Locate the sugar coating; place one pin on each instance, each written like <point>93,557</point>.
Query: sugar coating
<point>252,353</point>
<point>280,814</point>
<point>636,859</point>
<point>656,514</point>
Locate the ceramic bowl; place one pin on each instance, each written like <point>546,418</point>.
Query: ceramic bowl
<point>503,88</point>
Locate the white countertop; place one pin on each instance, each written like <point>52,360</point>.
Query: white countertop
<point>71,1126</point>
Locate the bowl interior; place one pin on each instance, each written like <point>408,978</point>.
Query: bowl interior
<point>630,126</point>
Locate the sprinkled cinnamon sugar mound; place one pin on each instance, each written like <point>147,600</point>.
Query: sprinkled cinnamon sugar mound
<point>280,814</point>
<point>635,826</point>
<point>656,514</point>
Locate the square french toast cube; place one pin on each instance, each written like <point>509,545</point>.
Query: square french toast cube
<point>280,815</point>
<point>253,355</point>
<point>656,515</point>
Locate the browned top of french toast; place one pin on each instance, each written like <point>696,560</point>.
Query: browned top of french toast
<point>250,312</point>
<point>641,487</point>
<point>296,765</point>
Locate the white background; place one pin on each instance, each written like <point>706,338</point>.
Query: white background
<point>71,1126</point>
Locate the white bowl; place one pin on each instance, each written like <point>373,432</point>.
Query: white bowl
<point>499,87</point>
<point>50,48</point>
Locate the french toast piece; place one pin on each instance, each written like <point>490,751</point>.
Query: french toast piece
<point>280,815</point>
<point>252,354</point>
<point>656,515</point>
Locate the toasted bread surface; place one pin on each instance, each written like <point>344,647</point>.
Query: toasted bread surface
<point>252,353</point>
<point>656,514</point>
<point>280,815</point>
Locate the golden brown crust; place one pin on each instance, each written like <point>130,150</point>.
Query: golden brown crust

* WORK ORDER:
All of the data must be set down again exactly.

* PROBLEM SOLUTION:
Locate the sugar coating; place one pin on each instance, each written like <point>93,557</point>.
Query: sugar coating
<point>252,353</point>
<point>280,814</point>
<point>636,859</point>
<point>656,514</point>
Locate the ceramic bowl; place one pin on each instance, each written like <point>546,418</point>.
Query: ceramic bowl
<point>503,88</point>
Locate the white countertop; place one pin on each instance, each written like <point>52,360</point>.
Query: white countertop
<point>71,1126</point>
Locate the bowl interior; place one pin on each instance, each written like <point>408,978</point>.
Query: bowl interior
<point>630,126</point>
Locate the sprinkled cinnamon sugar mound; place one pin on each instance, each written like <point>147,600</point>.
Query: sprinkled cinnamon sugar mound
<point>280,814</point>
<point>635,826</point>
<point>656,514</point>
Locate the square french toast cube; place one pin on each instance, each written like <point>509,545</point>.
Query: square french toast cube
<point>280,815</point>
<point>253,355</point>
<point>656,515</point>
Locate the browned top of french toast; place one pin on each instance, each written like <point>696,560</point>.
Query: browned top of french toast
<point>250,312</point>
<point>641,487</point>
<point>296,765</point>
Locate the white background; place one pin on each instance, each written like <point>706,338</point>.
Query: white background
<point>71,1126</point>
Locate the white bowl; place one pin on each instance, each written like <point>373,432</point>.
Query: white bowl
<point>499,87</point>
<point>50,48</point>
Locate the french toast piece; place one pin on each instance, each written like <point>490,751</point>.
Query: french toast piece
<point>280,815</point>
<point>252,354</point>
<point>656,515</point>
Locate the toasted bread surface; place one pin on each instance, each written like <point>344,647</point>.
Query: toasted bread surface
<point>252,353</point>
<point>656,514</point>
<point>280,815</point>
Locate the golden brown crust; place one pin on each instance, each written like <point>130,150</point>.
Query: golden brown crust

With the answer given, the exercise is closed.